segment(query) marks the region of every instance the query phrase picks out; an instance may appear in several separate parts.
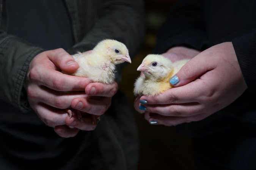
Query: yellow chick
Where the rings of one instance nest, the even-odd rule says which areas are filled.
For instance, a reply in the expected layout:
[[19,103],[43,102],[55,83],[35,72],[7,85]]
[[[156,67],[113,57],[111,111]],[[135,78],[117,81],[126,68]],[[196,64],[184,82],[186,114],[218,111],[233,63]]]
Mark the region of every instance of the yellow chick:
[[99,42],[91,53],[79,52],[72,56],[80,67],[71,75],[105,84],[114,82],[116,65],[125,62],[131,63],[126,45],[111,39]]
[[[128,49],[126,45],[112,39],[101,41],[91,53],[78,52],[72,56],[79,64],[79,68],[71,75],[85,77],[92,82],[104,84],[114,82],[115,65],[125,62],[131,63]],[[75,113],[78,118],[82,121],[79,111],[68,109],[67,112],[69,118]],[[93,123],[95,124],[99,120],[100,117],[92,115],[92,118]]]
[[173,88],[169,82],[170,78],[188,60],[184,59],[172,63],[161,55],[147,55],[137,69],[143,74],[134,83],[134,94],[153,96]]

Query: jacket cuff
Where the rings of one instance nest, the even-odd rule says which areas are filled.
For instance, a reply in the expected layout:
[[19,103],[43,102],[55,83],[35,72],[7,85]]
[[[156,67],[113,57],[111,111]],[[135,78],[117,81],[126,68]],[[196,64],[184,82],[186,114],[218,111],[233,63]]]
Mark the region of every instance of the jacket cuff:
[[256,31],[232,41],[243,77],[251,91],[256,89]]

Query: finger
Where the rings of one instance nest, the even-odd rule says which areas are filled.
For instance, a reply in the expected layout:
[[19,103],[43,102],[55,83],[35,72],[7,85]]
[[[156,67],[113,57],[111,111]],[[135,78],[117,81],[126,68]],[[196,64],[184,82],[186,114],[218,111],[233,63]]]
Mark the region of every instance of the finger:
[[71,138],[76,136],[79,130],[76,128],[70,128],[65,125],[61,125],[54,127],[54,131],[61,137]]
[[79,67],[72,56],[62,48],[46,51],[50,59],[61,70],[68,73],[74,73]]
[[37,105],[34,110],[41,120],[46,125],[50,127],[64,125],[65,119],[68,115],[68,112],[64,110],[42,104]]
[[140,104],[140,97],[138,97],[135,99],[134,102],[133,103],[133,105],[134,107],[134,108],[135,110],[137,111],[138,112],[140,113],[143,113],[145,112],[145,111],[143,110],[140,109],[140,106],[141,105]]
[[71,118],[67,117],[65,122],[67,125],[75,128],[87,131],[94,130],[97,126],[97,124],[93,123],[91,115],[85,117],[82,117],[83,121],[79,120],[77,117],[72,116]]
[[201,121],[207,117],[210,114],[201,114],[192,116],[176,117],[166,116],[159,114],[155,114],[149,116],[148,121],[151,124],[164,125],[166,126],[175,126],[184,123],[189,123]]
[[101,115],[105,113],[111,104],[111,98],[102,97],[99,99],[77,98],[73,99],[71,104],[72,108],[96,115]]
[[140,99],[143,104],[179,104],[196,102],[200,91],[197,88],[198,80],[181,87],[172,88],[153,96],[143,96]]
[[92,83],[86,87],[85,93],[90,96],[112,97],[116,93],[117,88],[116,82],[110,84]]
[[28,74],[28,81],[61,91],[84,90],[90,83],[85,77],[66,74],[52,69],[44,69],[42,72],[38,68],[31,69]]
[[171,84],[176,87],[187,84],[207,71],[213,69],[214,68],[210,66],[210,65],[206,64],[209,62],[202,59],[201,55],[203,55],[203,52],[184,65],[170,79],[169,82]]
[[[70,107],[71,101],[75,98],[87,99],[89,97],[84,91],[58,91],[44,86],[35,86],[34,90],[30,90],[30,88],[28,88],[27,93],[30,103],[40,102],[58,108]],[[36,88],[38,90],[35,90]]]
[[187,117],[201,114],[204,109],[198,103],[182,104],[142,105],[144,110],[163,116]]

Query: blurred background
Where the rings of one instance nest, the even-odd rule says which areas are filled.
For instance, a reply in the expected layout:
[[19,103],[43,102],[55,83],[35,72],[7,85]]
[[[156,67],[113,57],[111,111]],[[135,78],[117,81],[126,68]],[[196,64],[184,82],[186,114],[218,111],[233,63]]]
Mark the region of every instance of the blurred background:
[[[143,59],[152,53],[157,31],[165,20],[176,0],[145,0],[146,30],[144,43],[131,64],[122,73],[119,88],[133,108],[133,83],[139,76],[137,68]],[[172,127],[151,125],[143,114],[133,109],[139,130],[140,155],[138,170],[195,169],[191,139],[179,135]]]

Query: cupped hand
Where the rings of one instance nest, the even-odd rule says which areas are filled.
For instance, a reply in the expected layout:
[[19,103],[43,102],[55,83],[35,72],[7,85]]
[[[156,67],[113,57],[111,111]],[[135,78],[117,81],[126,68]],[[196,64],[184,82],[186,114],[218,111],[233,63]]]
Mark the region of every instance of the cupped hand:
[[[70,122],[67,121],[69,117],[66,109],[70,107],[72,101],[88,97],[85,89],[89,80],[61,72],[72,73],[79,68],[71,56],[58,49],[38,54],[31,61],[28,71],[25,86],[30,106],[46,125],[55,127],[55,131],[63,137],[74,136],[79,129],[90,130],[96,126],[89,118],[73,126],[79,129],[64,125],[66,122]],[[73,124],[72,122],[68,125]]]
[[197,55],[170,82],[176,87],[139,99],[145,119],[152,124],[171,126],[201,120],[228,105],[247,88],[230,42]]

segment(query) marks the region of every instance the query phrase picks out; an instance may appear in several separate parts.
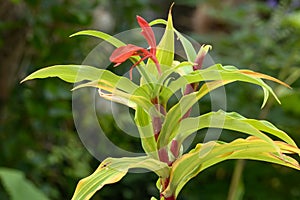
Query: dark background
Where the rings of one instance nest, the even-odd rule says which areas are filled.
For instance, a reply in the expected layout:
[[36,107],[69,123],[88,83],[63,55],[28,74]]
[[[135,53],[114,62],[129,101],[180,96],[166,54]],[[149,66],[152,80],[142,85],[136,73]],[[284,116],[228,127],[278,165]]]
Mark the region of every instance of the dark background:
[[[171,1],[150,0],[1,0],[0,1],[0,166],[20,170],[50,199],[70,199],[77,182],[99,165],[74,127],[72,85],[56,78],[19,84],[29,73],[54,64],[80,64],[100,41],[68,38],[83,29],[110,34],[136,28],[136,15],[165,18]],[[295,17],[298,14],[298,17]],[[300,2],[178,0],[174,26],[199,43],[211,44],[215,62],[272,75],[290,84],[270,85],[282,104],[271,99],[260,109],[262,92],[245,83],[226,86],[228,111],[267,119],[300,145]],[[200,108],[209,110],[209,99]],[[111,116],[100,121],[108,137],[129,150]],[[224,132],[223,140],[238,133]],[[201,142],[199,134],[194,143]],[[132,144],[132,145],[131,145]],[[226,199],[236,161],[213,166],[188,183],[179,199]],[[300,199],[300,172],[247,161],[243,199]],[[154,174],[129,174],[105,186],[93,199],[150,199],[158,196]],[[0,184],[0,199],[8,199]]]

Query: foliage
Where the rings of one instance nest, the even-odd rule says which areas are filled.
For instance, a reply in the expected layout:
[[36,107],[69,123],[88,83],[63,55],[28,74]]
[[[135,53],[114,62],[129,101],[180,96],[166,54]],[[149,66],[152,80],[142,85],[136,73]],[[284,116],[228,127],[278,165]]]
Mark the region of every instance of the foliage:
[[[160,198],[169,200],[176,199],[183,186],[202,170],[227,159],[262,160],[300,169],[298,162],[287,155],[300,154],[295,142],[270,122],[247,119],[237,113],[226,113],[222,110],[198,117],[189,116],[192,106],[203,96],[229,83],[242,81],[260,86],[264,92],[262,106],[266,104],[269,94],[279,102],[272,88],[263,79],[287,86],[285,83],[265,74],[239,70],[233,66],[216,64],[202,69],[208,46],[203,45],[198,54],[196,50],[191,49],[192,45],[188,40],[174,29],[171,13],[167,22],[156,20],[151,23],[166,25],[166,31],[157,46],[156,43],[149,42],[153,41],[151,28],[140,20],[141,18],[138,18],[142,34],[150,46],[148,53],[146,49],[142,50],[142,47],[131,44],[125,46],[116,38],[107,40],[117,47],[115,50],[117,56],[111,57],[112,62],[120,64],[131,59],[135,63],[133,67],[136,66],[141,74],[139,85],[107,70],[84,65],[52,66],[34,72],[23,80],[53,76],[72,83],[87,80],[88,82],[74,89],[98,88],[100,91],[108,92],[108,94],[101,93],[101,97],[119,103],[125,102],[125,105],[135,110],[135,121],[146,156],[107,158],[92,175],[78,183],[73,199],[90,198],[105,184],[119,181],[130,168],[146,168],[154,171],[159,177],[157,187]],[[189,60],[183,62],[174,60],[174,33],[179,37]],[[105,34],[94,31],[79,32],[76,35],[84,34],[106,39]],[[122,58],[121,61],[119,58]],[[144,63],[145,58],[150,59]],[[182,73],[182,69],[189,70]],[[180,77],[175,79],[173,74]],[[167,108],[169,99],[180,89],[183,92],[180,100]],[[229,143],[222,141],[199,143],[194,149],[183,154],[181,148],[184,140],[194,131],[203,128],[224,128],[248,134],[250,137]],[[282,141],[274,141],[263,132]]]
[[12,200],[32,199],[47,200],[48,198],[18,170],[0,168],[0,178]]

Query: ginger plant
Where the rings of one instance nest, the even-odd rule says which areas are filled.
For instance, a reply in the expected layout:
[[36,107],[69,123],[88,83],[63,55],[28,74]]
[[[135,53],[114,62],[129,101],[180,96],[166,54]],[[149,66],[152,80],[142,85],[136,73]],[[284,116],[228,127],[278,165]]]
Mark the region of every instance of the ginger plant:
[[[191,42],[173,27],[171,9],[167,21],[157,19],[148,24],[140,16],[137,21],[141,34],[149,44],[148,49],[125,44],[95,30],[72,35],[94,36],[115,46],[110,61],[118,66],[130,59],[133,63],[130,79],[87,65],[55,65],[40,69],[23,80],[59,77],[69,83],[79,83],[74,90],[94,87],[100,91],[100,98],[125,104],[135,111],[135,124],[145,156],[105,159],[93,174],[79,181],[72,199],[91,198],[103,186],[121,180],[132,168],[144,168],[157,174],[156,185],[161,200],[175,200],[190,179],[206,168],[228,159],[266,161],[300,170],[297,160],[289,156],[300,155],[300,149],[284,131],[268,121],[248,119],[236,112],[223,110],[190,116],[192,106],[205,95],[232,82],[260,86],[264,92],[262,106],[269,94],[279,102],[263,79],[289,87],[287,84],[271,76],[234,66],[214,64],[202,68],[210,46],[202,45],[196,52]],[[158,45],[151,27],[156,24],[166,26]],[[184,48],[187,57],[185,61],[174,59],[175,36]],[[134,67],[141,75],[139,84],[131,80]],[[168,108],[170,98],[178,91],[182,96],[175,105]],[[204,128],[238,131],[249,137],[229,143],[219,140],[198,143],[189,152],[183,152],[183,142]],[[271,139],[269,135],[278,140]]]

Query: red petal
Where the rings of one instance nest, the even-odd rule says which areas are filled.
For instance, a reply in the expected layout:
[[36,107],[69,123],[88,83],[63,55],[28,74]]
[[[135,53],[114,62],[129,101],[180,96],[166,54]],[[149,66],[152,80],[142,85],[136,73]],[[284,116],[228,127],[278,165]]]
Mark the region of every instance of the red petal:
[[137,52],[144,50],[144,48],[132,44],[121,46],[112,52],[111,56],[109,57],[109,60],[114,63],[122,63],[131,56],[138,55]]
[[136,19],[140,25],[140,27],[142,28],[142,35],[145,37],[145,39],[147,40],[149,46],[150,46],[150,53],[152,53],[153,55],[156,54],[156,40],[155,40],[155,36],[154,36],[154,32],[152,30],[152,28],[149,26],[148,22],[140,17],[140,16],[136,16]]

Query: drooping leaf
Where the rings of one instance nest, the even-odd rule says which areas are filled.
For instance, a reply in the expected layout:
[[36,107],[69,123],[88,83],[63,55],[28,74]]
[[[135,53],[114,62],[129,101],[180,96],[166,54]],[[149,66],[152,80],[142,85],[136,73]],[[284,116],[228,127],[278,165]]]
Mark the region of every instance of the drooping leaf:
[[177,196],[184,185],[204,169],[228,159],[250,159],[280,164],[300,170],[299,163],[284,155],[298,153],[300,149],[283,142],[275,142],[282,154],[277,156],[273,146],[256,137],[237,139],[231,143],[211,141],[198,144],[195,149],[176,160],[171,169],[170,183],[163,195]]
[[171,66],[174,60],[174,27],[171,11],[172,6],[169,10],[165,33],[157,46],[156,57],[162,67]]
[[77,83],[83,80],[101,80],[102,82],[110,84],[111,87],[119,88],[128,93],[133,93],[138,88],[138,86],[128,78],[115,75],[108,70],[87,65],[54,65],[46,67],[30,74],[21,82],[48,77],[58,77],[69,83]]
[[121,40],[107,34],[101,31],[96,31],[96,30],[84,30],[84,31],[79,31],[77,33],[74,33],[70,35],[70,37],[74,36],[79,36],[79,35],[87,35],[87,36],[93,36],[102,40],[105,40],[106,42],[114,45],[115,47],[120,47],[120,46],[125,46],[126,44],[122,42]]
[[32,182],[25,178],[23,172],[15,169],[0,168],[0,180],[11,200],[48,200]]
[[[167,21],[164,19],[156,19],[156,20],[153,20],[152,22],[150,22],[149,24],[150,24],[150,26],[153,26],[156,24],[167,25]],[[192,43],[186,37],[184,37],[179,31],[177,31],[175,28],[174,28],[174,32],[177,35],[178,39],[180,40],[180,42],[183,46],[184,52],[187,56],[187,60],[189,62],[194,62],[196,60],[197,53],[196,53]]]
[[266,135],[262,133],[263,131],[276,136],[289,145],[297,147],[294,140],[290,138],[288,134],[276,128],[268,121],[248,119],[238,113],[226,113],[222,110],[217,112],[209,112],[199,117],[183,119],[178,131],[175,133],[176,139],[179,143],[182,143],[193,132],[203,128],[220,128],[238,131],[256,136],[267,141],[270,145],[273,145],[272,141],[270,141],[270,138],[266,137]]
[[[170,83],[169,89],[171,91],[177,91],[178,89],[184,87],[187,84],[197,83],[201,81],[213,81],[213,80],[225,80],[231,82],[242,81],[242,82],[248,82],[255,85],[259,85],[262,87],[264,91],[264,101],[262,107],[265,105],[269,93],[271,93],[274,96],[274,98],[280,103],[279,99],[277,98],[272,88],[269,85],[267,85],[265,82],[263,82],[261,78],[275,81],[277,83],[280,83],[288,87],[288,85],[283,83],[282,81],[261,73],[256,73],[250,70],[238,70],[233,66],[222,66],[220,64],[216,64],[209,68],[196,70],[190,74],[179,77],[178,79]],[[171,95],[172,94],[166,93],[164,94],[164,98],[168,99],[170,98]]]
[[169,176],[167,164],[147,156],[132,158],[107,158],[90,176],[79,181],[72,200],[86,200],[107,184],[120,181],[129,169],[143,168],[155,172],[159,177]]

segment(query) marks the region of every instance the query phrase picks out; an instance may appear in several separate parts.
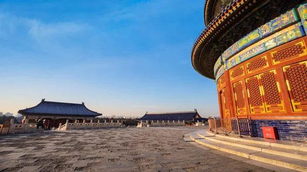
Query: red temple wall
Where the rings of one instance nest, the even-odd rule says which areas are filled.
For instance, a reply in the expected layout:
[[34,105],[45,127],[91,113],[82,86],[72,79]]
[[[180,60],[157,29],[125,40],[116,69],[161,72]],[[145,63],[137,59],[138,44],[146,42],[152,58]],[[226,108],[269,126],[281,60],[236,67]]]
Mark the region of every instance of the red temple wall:
[[221,117],[307,119],[306,42],[305,36],[225,70],[217,82]]

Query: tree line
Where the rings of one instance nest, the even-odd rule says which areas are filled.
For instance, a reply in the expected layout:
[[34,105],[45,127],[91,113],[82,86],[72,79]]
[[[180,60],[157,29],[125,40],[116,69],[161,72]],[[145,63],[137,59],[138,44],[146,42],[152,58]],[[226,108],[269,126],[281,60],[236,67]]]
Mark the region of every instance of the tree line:
[[11,121],[11,119],[15,119],[14,120],[14,123],[16,123],[17,122],[17,119],[14,116],[0,116],[0,124],[3,124],[5,121]]
[[100,122],[104,122],[104,120],[106,120],[107,122],[111,122],[111,120],[113,120],[113,122],[117,122],[118,120],[120,122],[122,122],[122,121],[125,121],[125,124],[126,124],[126,126],[137,126],[138,125],[138,121],[136,119],[131,119],[131,118],[108,118],[108,117],[103,117],[103,118],[98,118],[96,117],[94,119],[94,122],[97,122],[98,120],[100,120]]

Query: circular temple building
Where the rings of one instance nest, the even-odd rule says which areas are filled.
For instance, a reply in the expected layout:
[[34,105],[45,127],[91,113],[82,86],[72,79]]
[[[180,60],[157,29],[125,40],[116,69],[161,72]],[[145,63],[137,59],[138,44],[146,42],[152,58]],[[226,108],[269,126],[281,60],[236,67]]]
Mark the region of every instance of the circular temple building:
[[306,141],[306,1],[207,0],[204,18],[192,64],[216,81],[221,118],[248,116],[254,136],[275,127]]

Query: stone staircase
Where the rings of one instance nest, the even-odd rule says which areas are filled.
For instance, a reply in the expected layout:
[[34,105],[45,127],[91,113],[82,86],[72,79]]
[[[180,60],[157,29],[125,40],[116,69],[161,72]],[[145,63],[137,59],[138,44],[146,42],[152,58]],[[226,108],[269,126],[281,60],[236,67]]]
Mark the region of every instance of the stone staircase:
[[298,171],[307,171],[307,143],[249,138],[247,136],[238,138],[234,134],[225,136],[223,134],[213,134],[209,130],[190,133],[185,135],[183,138],[186,141],[195,141],[251,160]]

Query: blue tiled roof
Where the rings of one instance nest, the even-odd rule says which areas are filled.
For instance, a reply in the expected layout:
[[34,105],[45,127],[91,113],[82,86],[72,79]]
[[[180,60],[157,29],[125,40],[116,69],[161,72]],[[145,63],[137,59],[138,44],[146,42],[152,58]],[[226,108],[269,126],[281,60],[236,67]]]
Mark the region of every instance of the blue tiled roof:
[[87,109],[84,103],[81,104],[47,102],[45,99],[37,105],[18,112],[23,115],[46,114],[53,115],[76,115],[97,116],[102,115]]
[[[196,115],[200,118],[195,118]],[[159,120],[159,121],[194,121],[199,119],[201,120],[201,117],[196,111],[189,112],[164,112],[164,113],[146,113],[138,120]]]

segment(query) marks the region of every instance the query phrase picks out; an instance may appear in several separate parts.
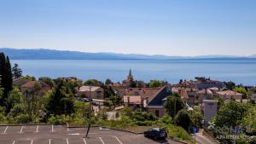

**Direction**. Copy every line from the one containing "Query: stone staircase" through the end of the records, both ends included. Add 103 to each coordinate in the answer outlines, leave the sample outlines unchanged, and leave out the pictures.

**Finished answer**.
Query: stone staircase
Where the rings of one instance nest, the even-odd rule says which areas are filled.
For instance, a reply in the expected layout:
[[34,105],[45,127],[91,113],[82,86],[72,79]]
[[[180,60],[157,29],[125,40],[116,69],[161,72]],[[145,63],[137,59],[138,44],[146,42],[152,58]],[[226,108],[269,126],[281,60],[236,67]]]
Mark the region of every instance of the stone staircase:
[[401,274],[410,274],[410,246],[352,241],[350,239],[341,241],[337,237],[328,239],[326,237],[316,237],[312,233],[293,236],[288,238],[286,241],[289,244],[298,244],[354,263]]

Query: blue tiled roof
Where the rings of one instance nest, the even-odd rule says which areas are filled.
For instance, a reply in the expected layout:
[[34,105],[45,127],[91,113],[82,86],[72,79]]
[[[180,60],[157,29],[125,40],[116,69],[161,72]],[[145,63],[137,59],[138,44],[146,42],[152,58]],[[226,108],[269,126],[281,60],[236,67]]]
Mark the region of every instance of the blue tiled roof:
[[190,212],[187,206],[184,207],[150,205],[148,202],[140,208],[121,215],[126,218],[149,217],[156,218],[179,218],[200,219],[205,218]]
[[[299,218],[303,221],[298,221]],[[262,223],[262,224],[297,224],[302,222],[304,223],[304,220],[299,214],[292,215],[267,215],[267,216],[249,216],[241,223]]]

segment(query) marks the region of every instance the query phrase picks out; an instance may appear in several separate parts.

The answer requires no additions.